◆ Extrait de page ◆
Note: Les captures totales de poissons pélagiques et démersaux déclarées pour 1981 ont été de 40 154 tonnes, ce qui fait que les espèces mentionnées ci-dessus représentent 76 pour cent du total. Les autres espèces n'ont pu être incluses dans le tableau car on ne disposait pas de données concernant les captures et/ou la valeur moyenne.

La valeur moyenne au kilo est tirée des valeurs moyennes mensuelles du poisson communiquées par le Service des marchés de Tunis. Les chiffres relatifs à la production sont ceux qui ont été publiés dans l'Annuaire des statistiques des produits de la pêche en Tunisie, année 1981, et se réfèrent aux captures déclarées. Si l'on prend comme hypothèse que les quantités de poisson négociées à Tunis, pour lesquelles les valeurs moyennes sont enregistrées, constituent un échantillon représentatif des captures totales déclarées du pays, la ventilation des espèces par valeurs unitaires moyennes reflète la différence de valeur entre les espèces au niveau global/national. Il est à noter que les crustacés et les mollusques sont exclus de l'analyse; d'autre part, les espèces utilisées pour la fabrication de conserves, telles que sardines et thons, figurant dans la production totale, le tableau ne donne qu'une idée approximative de la situation du marché du poisson frais.

En ce qui concerne la future production aquacole, il convient de garder présents à l'esprit certains points touchant la consommation et les préférences des consommateurs:

1) la production de poissons (daurades, loups) devra tenir compte des besoins des restaurateurs (spécimens correspondant à une portion/dimension d'une assiette, 200–300 grammes) et, d'une manière générale, des prix appliqués aux différentes tailles de poissons de la même espèce. Par exemple, en mars/avril 1982:

    D.T./kg 
Mulet:petit0,500        prix d'achat ONP Lac Biban
mâle0,900        "
femelle1 400        "
petit2 700marché central, Tunis
moyen3 280 "
gros4 800 "
600/700g/p3 700 "
approx. 100g/p1 200 "

Le prix le meilleur s'obtient pour des poissons de 2 kilos et plus; dans les restaurants, le mulet est généralement débité en tranches.

Loup:approx. 150g/p4 400marché central, Tunis
approx. 2kg/p5 960"
moyen4 800 "
gros5 600 "
    
Daurade:approx. 150g/p1 960 "
approx. 600g/p3 600 "
moyen2 400 "
demi-gros3 600 "

2) Les moules devraient être considérées comme un produit de consommation populaire et leur prix devra donc être fixé de façon appropriée; elles devront faire l'objet de campagnes de promotion adéquates (notamment par l'éducation des consommateurs) et faire l'objet d'une vaste distribution. Les moules pourraient remplacer les clovisses qui deviennent de plus en plus chères (0,975 D.T. le kilo, soit à peu près le même prix que pour une douzaine d'huîtres) et se déplacent vers le groupe des produits à prix élevé. Si, pour des motifs techniques, il fallait développer la production mytilicole au-delà de la capacité d'absorption du marché tunisien, il faudrait étudier les possibilités d'exportation des produits myticoles avant de s'embarquer dans un tel programme de production.

◆ Documents rassemblés ◆
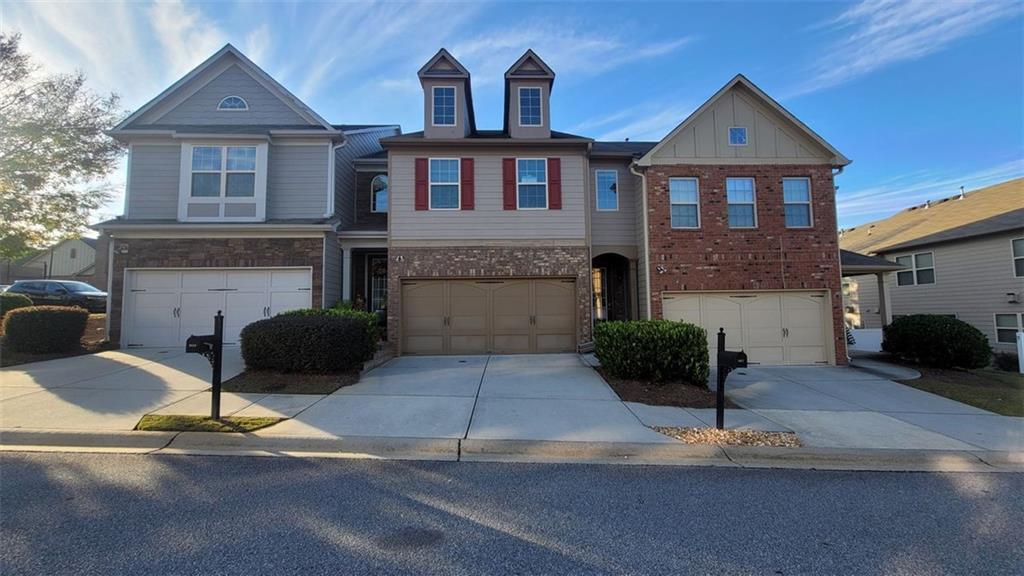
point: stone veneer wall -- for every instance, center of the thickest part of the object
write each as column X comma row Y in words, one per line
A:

◆ Consignes à suivre ◆
Recopiez le passage de l'extrait sur la pêche en Tunisie qui va de « 2) Les moules » jusqu'à « programme de production. » inclus.

◆ Réponse complète ◆
2) Les moules devraient être considérées comme un produit de consommation populaire et leur prix devra donc être fixé de façon appropriée; elles devront faire l'objet de campagnes de promotion adéquates (notamment par l'éducation des consommateurs) et faire l'objet d'une vaste distribution. Les moules pourraient remplacer les clovisses qui deviennent de plus en plus chères (0,975 D.T. le kilo, soit à peu près le même prix que pour une douzaine d'huîtres) et se déplacent vers le groupe des produits à prix élevé. Si, pour des motifs techniques, il fallait développer la production mytilicole au-delà de la capacité d'absorption du marché tunisien, il faudrait étudier les possibilités d'exportation des produits myticoles avant de s'embarquer dans un tel programme de production.